### Text provided
+--

As someone who has spent the last 10 years trying encourage this phenomenon, I was delighted to read this book, even if I quibble a bit with its conclusions.

To Austrian academic, Julia Novak, it was something of a novelty when, whilst studying in the UK, she encountered ‘live poetry’. The novelty became a passion that led to a PhD that begat this fascinating book, which is more about the performance of live poetry than an analysis of the whole phenomenon.

Her thesis is that ‘…the Live Poetry boom in the English-speaking world is being ignored by academia, which has failed to update and adapt its concept of poetry to meet these recent developments’. Her book tries to redress that failing.

Sod academia, for now anyhow. I’m just glad that, at last, someone is taking this live poetry stuff seriously. Readers will be grateful for her comprehensive research and its potential value to those seeking recognition for live poetry as an art form, and a grassroots mass movement ignored, not just by academia, but the media, the poetry establishment, and funding bodies.

OK, Arts Council England funds some ‘performance poetry’ stuff, especially if it’s young, urban, hip – Apples and Snakes for example - but they don’t see the whole picture, don’t appreciate the huge asset that this movement represents, not least in giving a voice to those previously denied one by poetry’s gatekeepers, the editors of print-based publications. The formal education system too, with its curriculum-straitjacketed teachers, does little to encourage writing for reading out loud.

And it is certainly a ‘boom’. Our gig guide shows that, daily, hundreds read their work out loud in UK cafés, pubs and arts centres. This year will see over 5600 events on our listings, the first quarter 12% on last year.

This live activity encourages people to write more and seek further venues to share the fruits of their scribbling. Having got the bug, many post their work on online poetry communities, like our hugely popular poetry blogs. Some go on to other writing forms, have their plays produced or win competitions. It’s an educational movement comparing favourably with the Workers’ Educational Association, according to Steve Dearden, Director of the National Association for Literature Development, in his independent evaluation of Write Out Loud’s work (copies available if interested, from julian@writeoutloud.net).

But is it educational, or simply dumbing-down, opening the gates to those who have not served their poetry apprenticeship? There has always been this tension in trying to articulate what we are about as live poetry organisers, often stuck between an old, page poetry mindset, and wanting to abandon the old and embrace the new. For example, slam organisers often ponder how to guide the judges on what they are scoring: poem or performance?

The book suggests that live poetry is an artistic medium in its own right, allied to but distinct from page/printed poetry; that it is “a basic realisation mode of the art of poetry” rather than a “mere oral presentation of a printed work”. It suggests that ‘dumbing-down’ arguments are based on modes of critical analysis that, though valid for printed poetry, are inappropriate for the oral, spoken varieties. Old thinking. Cheese and chalk.

+--

### Records supplied

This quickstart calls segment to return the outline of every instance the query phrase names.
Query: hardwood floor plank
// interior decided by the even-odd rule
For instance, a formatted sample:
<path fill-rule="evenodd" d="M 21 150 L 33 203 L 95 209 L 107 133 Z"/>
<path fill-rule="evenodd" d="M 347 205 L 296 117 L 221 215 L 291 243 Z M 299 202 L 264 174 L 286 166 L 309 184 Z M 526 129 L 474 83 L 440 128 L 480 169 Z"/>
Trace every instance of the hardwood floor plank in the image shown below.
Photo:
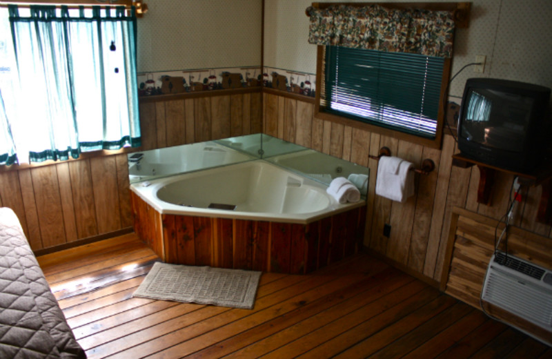
<path fill-rule="evenodd" d="M 106 249 L 98 249 L 97 250 L 91 251 L 86 257 L 79 260 L 79 266 L 85 266 L 90 264 L 94 264 L 101 261 L 108 259 L 116 258 L 119 255 L 128 253 L 130 251 L 139 250 L 139 249 L 148 249 L 145 244 L 142 242 L 123 242 L 112 247 L 110 248 L 109 251 Z M 82 255 L 81 254 L 80 255 Z M 72 262 L 72 259 L 68 259 L 65 263 L 55 263 L 52 264 L 43 265 L 40 264 L 42 272 L 44 275 L 49 277 L 54 274 L 57 274 L 62 272 L 67 272 L 75 269 L 75 264 Z"/>
<path fill-rule="evenodd" d="M 95 275 L 95 272 L 108 273 L 115 268 L 122 269 L 130 263 L 138 261 L 148 261 L 157 258 L 155 253 L 152 254 L 148 248 L 132 251 L 128 253 L 119 255 L 106 260 L 102 260 L 90 265 L 81 266 L 72 271 L 60 272 L 51 275 L 48 275 L 48 283 L 54 291 L 54 288 L 63 286 L 63 283 L 72 282 L 81 278 Z M 120 263 L 123 264 L 120 264 Z"/>
<path fill-rule="evenodd" d="M 259 282 L 260 287 L 257 291 L 257 295 L 259 297 L 269 295 L 274 290 L 274 287 L 277 288 L 279 287 L 279 284 L 281 284 L 277 283 L 277 281 L 282 279 L 281 275 L 273 275 L 272 274 L 273 273 L 266 273 L 261 277 L 261 281 Z M 133 307 L 123 312 L 126 313 L 127 311 L 132 311 L 134 316 L 136 317 L 135 321 L 130 320 L 126 314 L 124 316 L 124 319 L 121 319 L 121 317 L 122 316 L 119 315 L 121 311 L 104 311 L 100 312 L 105 314 L 106 312 L 114 311 L 112 315 L 101 317 L 95 320 L 95 324 L 89 329 L 89 331 L 93 331 L 93 333 L 77 331 L 79 333 L 81 333 L 81 335 L 83 336 L 88 337 L 79 342 L 81 345 L 86 349 L 94 348 L 114 340 L 119 339 L 124 336 L 138 332 L 144 329 L 149 328 L 166 321 L 175 320 L 186 313 L 206 307 L 204 305 L 195 304 L 175 303 L 172 302 L 153 301 L 150 300 L 139 301 L 139 299 L 142 298 L 134 298 L 132 300 L 138 302 L 139 305 L 135 305 Z M 160 306 L 159 304 L 159 302 L 166 303 L 166 307 Z M 144 308 L 142 308 L 141 303 L 145 303 L 144 307 L 153 306 L 155 308 L 159 308 L 159 310 L 157 312 L 148 313 L 147 311 L 144 311 Z M 124 303 L 121 303 L 121 304 L 124 304 Z M 114 307 L 115 305 L 116 304 L 114 304 Z M 209 307 L 207 307 L 209 308 Z M 143 313 L 144 315 L 141 316 L 137 315 L 135 313 L 137 311 L 139 314 Z M 208 313 L 206 313 L 206 315 L 208 314 Z M 106 321 L 107 323 L 111 323 L 108 328 L 101 325 L 102 323 L 98 322 L 103 320 Z M 86 324 L 85 324 L 83 325 Z M 74 327 L 72 325 L 72 327 Z M 110 330 L 106 331 L 106 329 Z"/>
<path fill-rule="evenodd" d="M 479 311 L 473 310 L 431 340 L 417 347 L 404 356 L 404 359 L 432 358 L 454 345 L 472 331 L 487 320 L 487 317 Z"/>
<path fill-rule="evenodd" d="M 306 304 L 291 313 L 275 316 L 261 325 L 248 328 L 238 335 L 189 356 L 189 358 L 220 358 L 308 319 L 328 308 L 344 305 L 348 300 L 364 294 L 378 285 L 383 283 L 389 284 L 393 281 L 396 282 L 401 280 L 404 280 L 404 277 L 398 275 L 396 269 L 389 268 L 360 283 L 349 286 L 343 291 L 334 291 L 312 303 Z"/>
<path fill-rule="evenodd" d="M 288 314 L 299 308 L 312 304 L 319 298 L 328 295 L 334 291 L 342 291 L 351 285 L 357 284 L 363 279 L 362 275 L 350 275 L 346 278 L 336 279 L 330 282 L 324 281 L 324 285 L 278 303 L 277 305 L 240 318 L 232 322 L 231 324 L 214 329 L 193 339 L 156 353 L 154 356 L 155 358 L 174 358 L 178 356 L 188 356 L 210 345 L 214 345 L 221 340 L 245 331 L 248 328 L 260 325 L 272 318 Z"/>
<path fill-rule="evenodd" d="M 435 337 L 448 327 L 451 323 L 455 322 L 473 310 L 469 306 L 459 302 L 397 339 L 391 345 L 387 345 L 375 353 L 371 358 L 381 359 L 402 358 L 405 354 L 411 352 L 413 349 Z M 348 353 L 348 352 L 346 353 Z"/>
<path fill-rule="evenodd" d="M 159 260 L 134 233 L 38 260 L 92 359 L 552 356 L 362 252 L 307 275 L 264 273 L 253 310 L 132 298 Z"/>
<path fill-rule="evenodd" d="M 524 336 L 521 333 L 509 328 L 473 354 L 471 358 L 473 359 L 504 358 L 515 349 L 524 339 Z"/>
<path fill-rule="evenodd" d="M 122 268 L 116 268 L 111 271 L 110 273 L 104 273 L 92 278 L 90 280 L 87 280 L 77 288 L 66 287 L 61 291 L 55 292 L 55 295 L 58 300 L 67 299 L 80 294 L 86 294 L 124 280 L 137 277 L 144 277 L 149 273 L 153 264 L 156 262 L 161 262 L 161 260 L 154 258 L 145 262 L 140 261 Z"/>
<path fill-rule="evenodd" d="M 334 358 L 366 358 L 366 356 L 371 355 L 392 343 L 394 345 L 395 340 L 407 334 L 445 309 L 450 308 L 455 302 L 455 300 L 447 295 L 440 295 L 431 302 L 400 320 L 386 326 L 374 335 L 368 335 L 362 330 L 353 329 L 350 331 L 354 333 L 352 333 L 350 336 L 360 337 L 362 336 L 368 338 L 352 347 L 344 348 L 345 350 Z"/>
<path fill-rule="evenodd" d="M 117 245 L 124 245 L 128 243 L 135 244 L 141 243 L 141 242 L 138 240 L 138 237 L 135 233 L 128 233 L 59 252 L 40 255 L 37 258 L 37 260 L 43 271 L 45 269 L 48 270 L 50 266 L 57 269 L 63 264 L 74 266 L 75 263 L 73 261 L 80 261 L 88 258 L 90 255 L 103 253 L 106 250 L 112 251 Z"/>
<path fill-rule="evenodd" d="M 306 281 L 306 278 L 303 276 L 289 275 L 273 282 L 275 286 L 281 287 L 281 290 L 271 293 L 268 295 L 257 297 L 253 311 L 260 310 L 264 307 L 279 302 L 283 298 L 287 299 L 293 295 L 295 291 L 298 290 L 297 287 L 302 287 L 304 286 L 305 282 L 310 282 L 310 280 Z M 260 291 L 261 288 L 259 289 Z M 260 295 L 260 293 L 259 294 Z M 130 358 L 137 358 L 140 356 L 143 357 L 150 355 L 177 344 L 180 342 L 180 340 L 201 334 L 206 330 L 204 329 L 206 326 L 210 327 L 212 325 L 206 322 L 206 319 L 231 310 L 230 308 L 213 306 L 205 307 L 201 309 L 193 312 L 191 315 L 185 316 L 184 318 L 180 317 L 167 320 L 157 325 L 144 329 L 141 331 L 113 340 L 105 345 L 95 347 L 87 351 L 86 354 L 90 358 L 103 358 L 108 354 L 113 355 L 114 358 L 125 358 L 127 356 Z M 239 312 L 239 315 L 241 316 L 245 316 L 250 311 L 247 309 L 235 309 L 235 311 Z M 237 318 L 234 320 L 235 319 Z M 155 342 L 149 342 L 154 339 L 155 340 Z M 126 351 L 121 353 L 123 351 Z"/>
<path fill-rule="evenodd" d="M 535 342 L 530 338 L 526 338 L 520 345 L 516 347 L 504 358 L 508 359 L 538 358 L 540 355 L 543 354 L 546 351 L 547 348 L 549 347 L 541 342 Z"/>
<path fill-rule="evenodd" d="M 351 311 L 347 308 L 340 307 L 336 311 L 323 312 L 310 320 L 271 336 L 267 340 L 255 343 L 253 350 L 259 354 L 266 353 L 267 358 L 297 356 L 331 340 L 339 333 L 371 318 L 377 316 L 378 313 L 386 309 L 395 305 L 395 308 L 404 310 L 408 305 L 413 305 L 417 299 L 427 300 L 428 295 L 433 295 L 433 298 L 437 296 L 437 293 L 433 293 L 434 290 L 428 289 L 427 286 L 421 282 L 411 282 L 383 296 L 371 293 L 371 295 L 376 297 L 375 300 L 372 297 L 363 303 L 362 306 L 358 308 L 353 307 L 353 310 Z M 267 344 L 268 345 L 266 345 Z M 322 357 L 326 356 L 327 354 L 322 353 Z"/>
<path fill-rule="evenodd" d="M 503 324 L 489 319 L 437 358 L 442 359 L 469 358 L 506 329 L 506 327 Z"/>

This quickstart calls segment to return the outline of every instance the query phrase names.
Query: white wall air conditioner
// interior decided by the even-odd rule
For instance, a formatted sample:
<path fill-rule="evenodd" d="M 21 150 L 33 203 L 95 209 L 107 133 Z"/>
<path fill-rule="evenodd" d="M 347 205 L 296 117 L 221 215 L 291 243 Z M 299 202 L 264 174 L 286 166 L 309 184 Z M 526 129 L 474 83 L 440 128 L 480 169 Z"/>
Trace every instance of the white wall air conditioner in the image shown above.
<path fill-rule="evenodd" d="M 552 331 L 552 271 L 497 251 L 482 300 Z"/>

+--

### Instruction
Please answer these questions from the live poetry review above, one answer per line, numbered to match:
1. Where was Julia Novak studying when she encountered live poetry?
2. How many events does the review say its listings will show this year?
3. Who wrote the independent evaluation of Write Out Loud's work?

### Answer for the task
1. In the UK.
2. Over 5600.
3. Steve Dearden, Director of the National Association for Literature Development.